→ **PROVIDED TEXT**:
++++++++++++++++++++

The cost of those credits, however, will be passed on to consumers, raising prices by an estimated seventy-cents per gallon.  

Some Vermont heating fuel companies have already sent letters out to their customers warning them of the price increase, resulting in a steady stream of calls into the Governor’s office, voicing concern. 

Compass Vermont asked Governor Scott about the legislation. 

“I vetoed that bill and was overridden.  The seventy-cents doesn’t surprise me,” he said. 

“We have a payroll tax that is going into place in July. We have a 20% increase in DMV fees. We have all kinds of taxes being proposed by the legislature at this point in time. It all adds up.”

“It’s like this drip, drip, drip and it’s increasing the cost of living in Vermont and forcing people to make decisions about where they live.”

“The knee jerk reaction of the legislature to any problem is “let’s just raise another tax and fix it.”

When discussing the steady volume of calls the Governor’s office fields from concerned Vermonters about the coming  increase in fuel costs, Scott said, “people are scared, to be honest with you. 

They just don’t know what they are going to do because they don’t know where to go.  And they know these fees and taxes are coming right down on them. They’re just scared and we have to do all we can to prevent it from happening.  

The bill requires one more vote before being enacted in January, giving Vermonters who oppose the escalating costs time to contact their legislators with their point of view.

++++++++++++++++++++

→ **RECORDS PROVIDED**:
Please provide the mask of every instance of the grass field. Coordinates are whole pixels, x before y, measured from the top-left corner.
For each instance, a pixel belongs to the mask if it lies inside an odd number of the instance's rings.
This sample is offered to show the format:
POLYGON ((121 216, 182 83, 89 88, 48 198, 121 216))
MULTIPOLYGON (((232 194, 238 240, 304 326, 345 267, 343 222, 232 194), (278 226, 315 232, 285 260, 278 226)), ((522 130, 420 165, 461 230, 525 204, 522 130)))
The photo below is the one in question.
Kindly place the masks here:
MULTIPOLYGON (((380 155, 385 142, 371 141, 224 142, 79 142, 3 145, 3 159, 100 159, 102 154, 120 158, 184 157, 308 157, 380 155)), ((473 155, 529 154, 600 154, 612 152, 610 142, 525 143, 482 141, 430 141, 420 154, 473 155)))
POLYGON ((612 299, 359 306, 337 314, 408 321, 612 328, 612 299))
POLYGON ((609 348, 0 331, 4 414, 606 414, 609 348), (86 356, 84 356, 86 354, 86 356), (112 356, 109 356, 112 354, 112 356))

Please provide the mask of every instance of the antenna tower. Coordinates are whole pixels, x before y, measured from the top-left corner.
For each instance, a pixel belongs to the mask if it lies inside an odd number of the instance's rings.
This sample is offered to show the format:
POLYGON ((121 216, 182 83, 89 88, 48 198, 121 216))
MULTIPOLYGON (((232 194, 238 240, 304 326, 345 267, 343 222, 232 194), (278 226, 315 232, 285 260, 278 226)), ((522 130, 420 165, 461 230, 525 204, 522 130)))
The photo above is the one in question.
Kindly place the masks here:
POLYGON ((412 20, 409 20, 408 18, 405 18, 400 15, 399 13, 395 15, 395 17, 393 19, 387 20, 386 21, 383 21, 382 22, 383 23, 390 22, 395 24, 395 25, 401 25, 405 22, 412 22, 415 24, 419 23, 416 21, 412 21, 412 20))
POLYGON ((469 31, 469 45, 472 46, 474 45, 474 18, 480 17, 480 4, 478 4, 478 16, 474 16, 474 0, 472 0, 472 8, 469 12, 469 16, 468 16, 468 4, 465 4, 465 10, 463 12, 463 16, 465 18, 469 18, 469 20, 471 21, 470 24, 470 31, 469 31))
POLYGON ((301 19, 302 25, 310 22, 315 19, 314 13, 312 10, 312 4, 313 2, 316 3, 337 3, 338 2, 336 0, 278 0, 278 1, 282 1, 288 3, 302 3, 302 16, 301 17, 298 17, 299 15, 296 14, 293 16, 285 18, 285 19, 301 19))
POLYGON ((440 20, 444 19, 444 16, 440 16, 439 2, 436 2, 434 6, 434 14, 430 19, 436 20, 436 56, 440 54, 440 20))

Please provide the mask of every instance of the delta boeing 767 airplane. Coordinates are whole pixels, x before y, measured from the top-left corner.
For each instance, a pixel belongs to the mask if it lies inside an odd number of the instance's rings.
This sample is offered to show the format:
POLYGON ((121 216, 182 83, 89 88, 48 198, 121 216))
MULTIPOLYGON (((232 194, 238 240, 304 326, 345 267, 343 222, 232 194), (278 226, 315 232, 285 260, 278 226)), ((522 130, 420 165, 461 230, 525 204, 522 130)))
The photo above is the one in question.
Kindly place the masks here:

++++++++++++++++++++

→ **WHAT IS ASKED**:
- 1) Return the passage from the Vermont fuel-cost article that begins at the words "The cost of those" and stops after "about the legislation.".
- 2) In the Vermont fuel-cost article, by how much per gallon are prices estimated to rise?
- 3) Summarize the Vermont fuel-cost article in two sentences.

→ **RESULTS FOR EACH TASK**:
- 1)
The cost of those credits, however, will be passed on to consumers, raising prices by an estimated seventy-cents per gallon.  

Some Vermont heating fuel companies have already sent letters out to their customers warning them of the price increase, resulting in a steady stream of calls into the Governor’s office, voicing concern. 

Compass Vermont asked Governor Scott about the legislation.

- 2) By an estimated seventy cents per gallon.

- 3) The cost of the credits will be passed on to consumers and is expected to raise fuel prices by about seventy cents per gallon, and warning letters from some heating fuel companies have set off a steady stream of worried calls to the Governor's office. Governor Scott, whose veto of the bill was overridden, said the increase adds to other taxes and fees that are raising Vermont's cost of living and leaving people scared, and the bill needs one more vote before being enacted in January.